------ The input
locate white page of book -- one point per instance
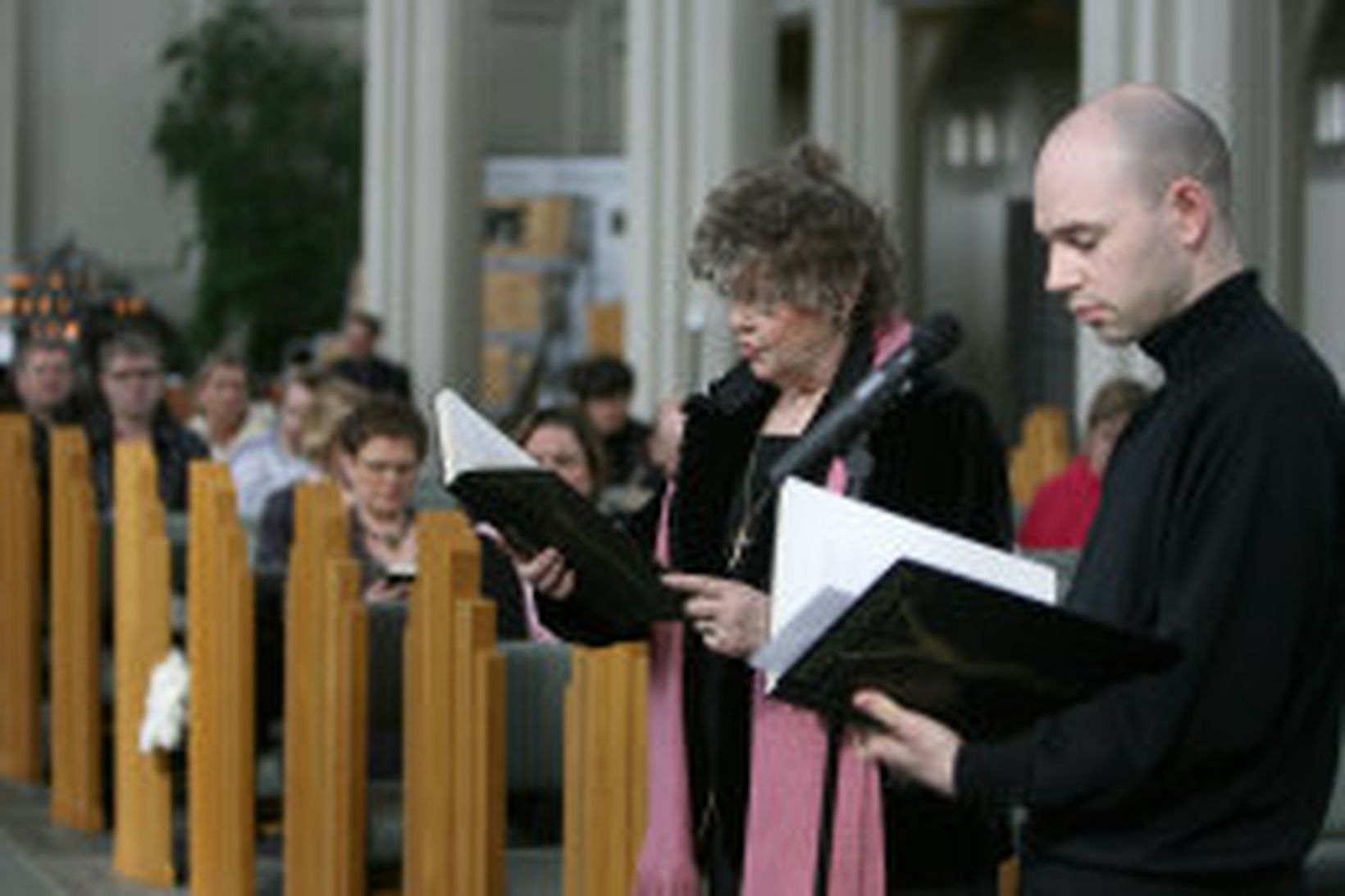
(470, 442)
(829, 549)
------------
------ The input
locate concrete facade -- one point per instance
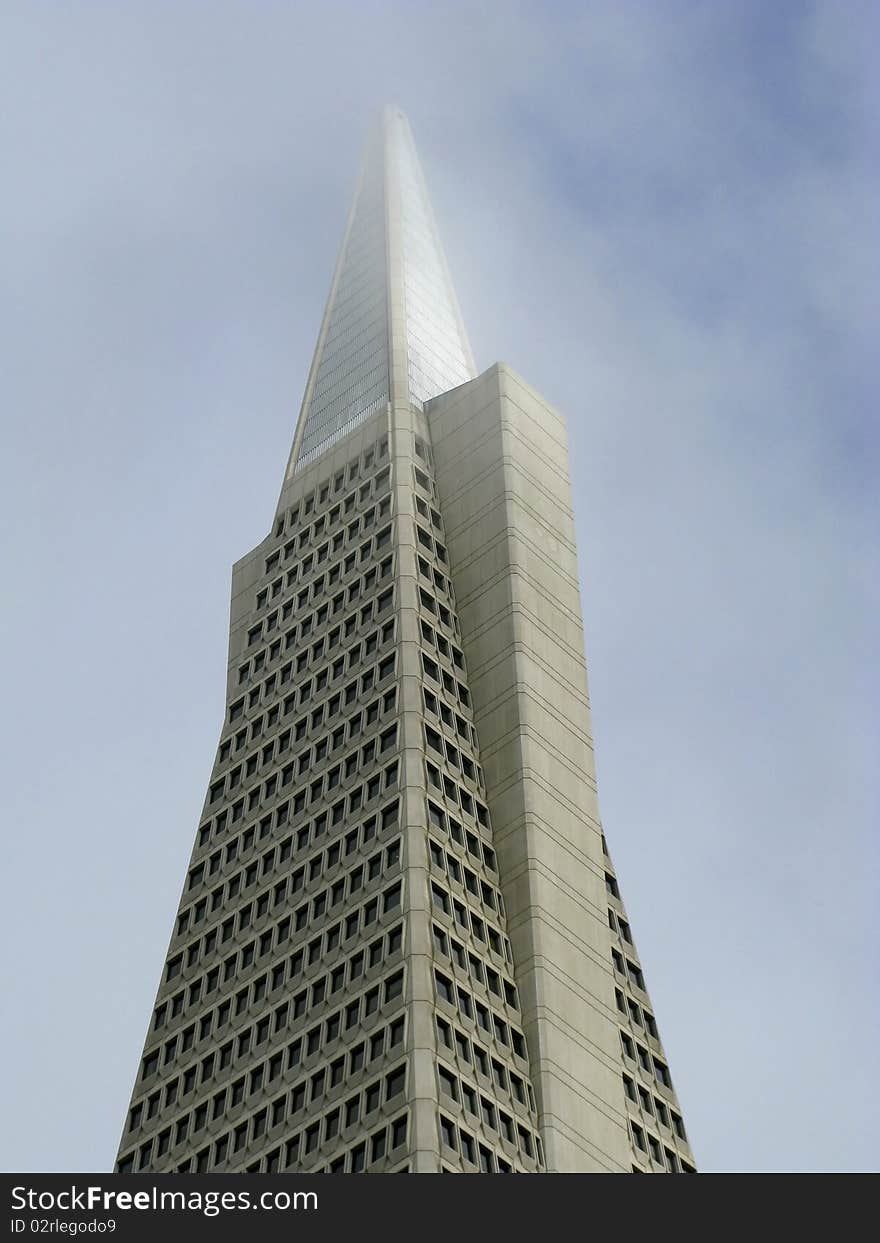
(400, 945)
------------
» **What is required**
Identify each line in the records that contains the word "locate" and copy those lines.

» **Result for this exercise**
locate white page of book -- one point per instance
locate concrete facade -- one point per instance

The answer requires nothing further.